→ **Given instruction 1**: In the records below, extract the lines from the one with "of the boy's" up to and including the one with "Query: boy's dark pants", reproducing them word for word and leaving out the pictures.

Source files format

EduMIPS64 tries to follow the conventions used in other MIPS64 and DLX simulators, so that old time users will not be confused by its syntax.

There are two sections in a source file, the data section and the code section, introduced respectively by the .data and the .code directives. In the following listing you can see a very basic EduMIPS64 program:

; This is a comment
label:  .word   15     ; This is an inline comment

        daddi   r1, r0, 0
        syscall 0

To distinguish the various parts of each source code line, any combination of spaces and tabs can be used, as the parser ignores multiple spaces and only detects whitespaces to separate tokens.

Comments can be specified using the “;” character, everything that follows that character will be ignored. So a comment can be used “inline” (after the directive) or on a row by itself.

→ **Given instruction 2**: Decide whether each statement agrees with the text on the EduMIPS64 source file format, answering yes or no and quoting the words of the text that settle it: (a) The data section of a source file is introduced by the .data directive. (b) Only tabs, not spaces, may separate the parts of a source code line. (c) A comment may appear only on a row by itself.

→ **Extracted records**:
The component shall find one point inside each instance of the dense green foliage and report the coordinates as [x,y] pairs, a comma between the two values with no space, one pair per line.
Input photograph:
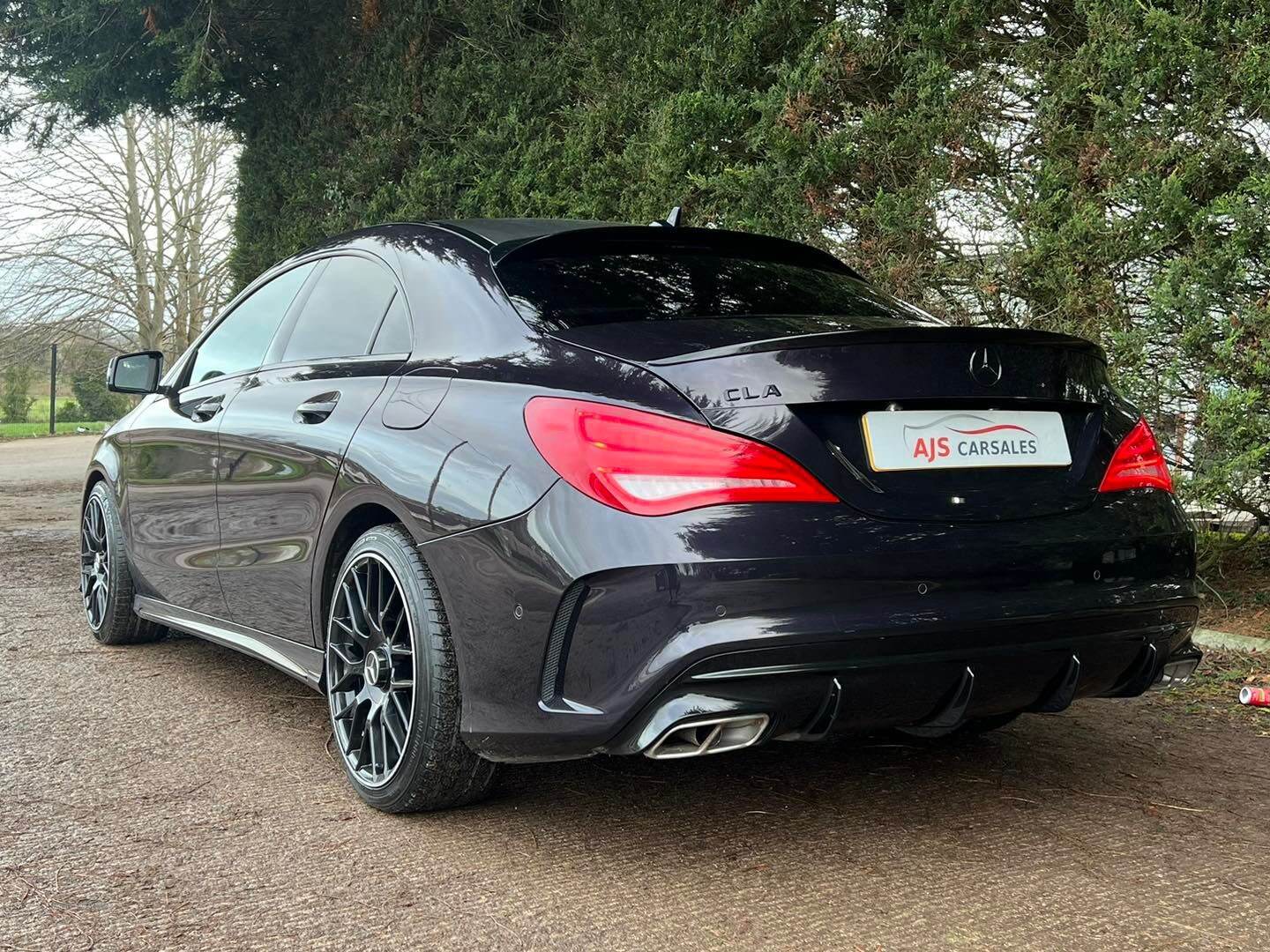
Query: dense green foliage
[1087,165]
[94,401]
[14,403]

...

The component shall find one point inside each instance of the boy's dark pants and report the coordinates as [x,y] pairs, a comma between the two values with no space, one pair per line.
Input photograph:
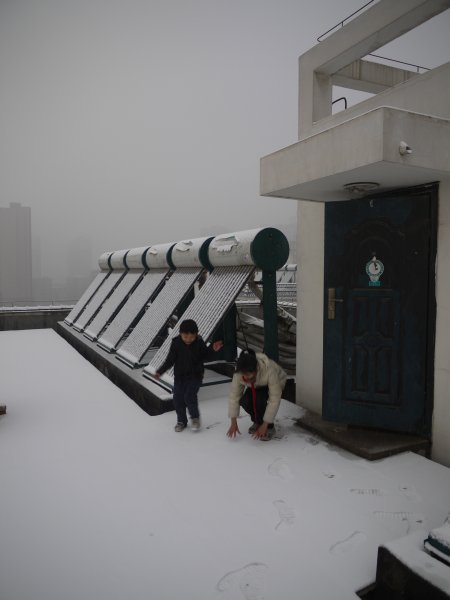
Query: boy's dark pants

→ **Full answer 1**:
The component shall find one point inside each instance of the boy's dark pants and report the coordinates as [x,y] pairs, a comma between the two values with no space, one pair per line.
Input photograph:
Query: boy's dark pants

→ **Full answer 2**:
(a) Yes: "There are two sections in a source file, the data section and the code section, introduced respectively by the .data and the .code directives."
(b) No: "any combination of spaces and tabs can be used"
(c) No: "a comment can be used “inline” (after the directive) or on a row by itself."